[Exercise details]
Keep only those lines of the records that include the string "instance".

[Excerpts from a dataset]
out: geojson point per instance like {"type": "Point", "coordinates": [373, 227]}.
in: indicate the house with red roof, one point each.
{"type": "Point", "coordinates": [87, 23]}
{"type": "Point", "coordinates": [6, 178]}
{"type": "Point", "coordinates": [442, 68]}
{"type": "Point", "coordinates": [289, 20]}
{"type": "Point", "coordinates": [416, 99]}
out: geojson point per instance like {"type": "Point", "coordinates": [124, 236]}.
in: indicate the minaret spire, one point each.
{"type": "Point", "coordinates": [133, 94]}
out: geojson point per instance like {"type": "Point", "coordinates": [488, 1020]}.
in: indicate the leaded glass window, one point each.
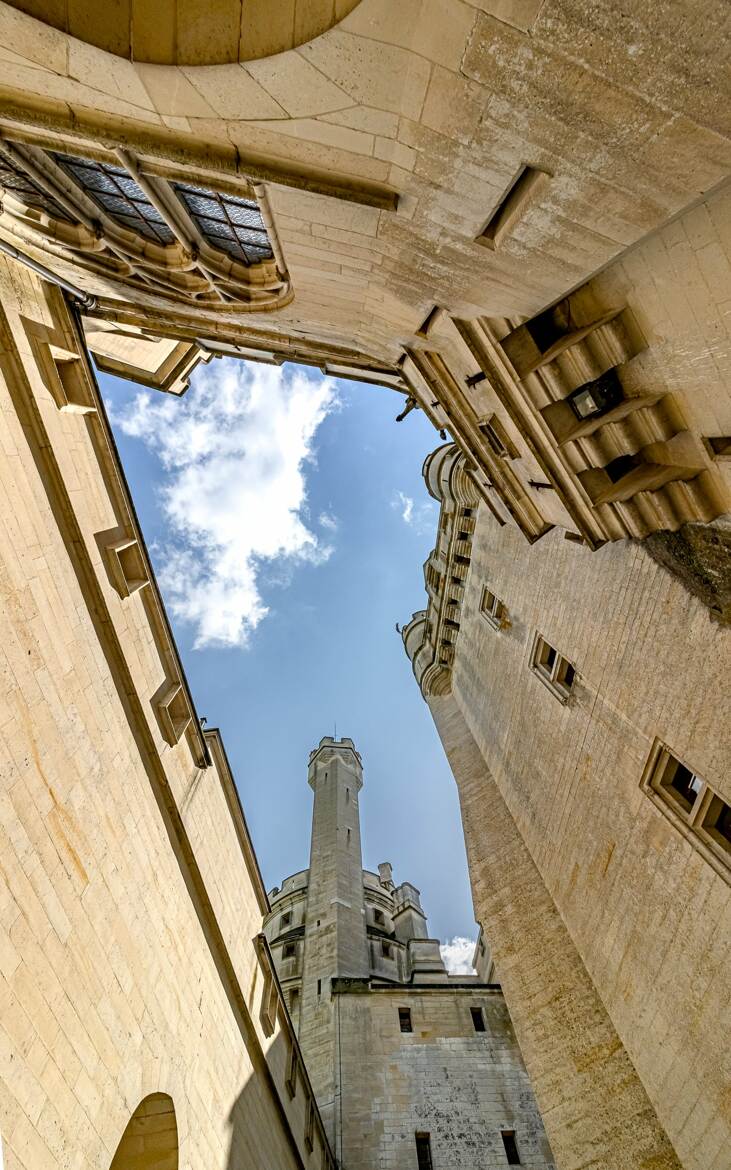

[Your solution]
out: geojson point per instance like {"type": "Point", "coordinates": [373, 227]}.
out: geojson point per instance like {"type": "Point", "coordinates": [124, 236]}.
out: geojson point per instance like {"type": "Point", "coordinates": [488, 1020]}.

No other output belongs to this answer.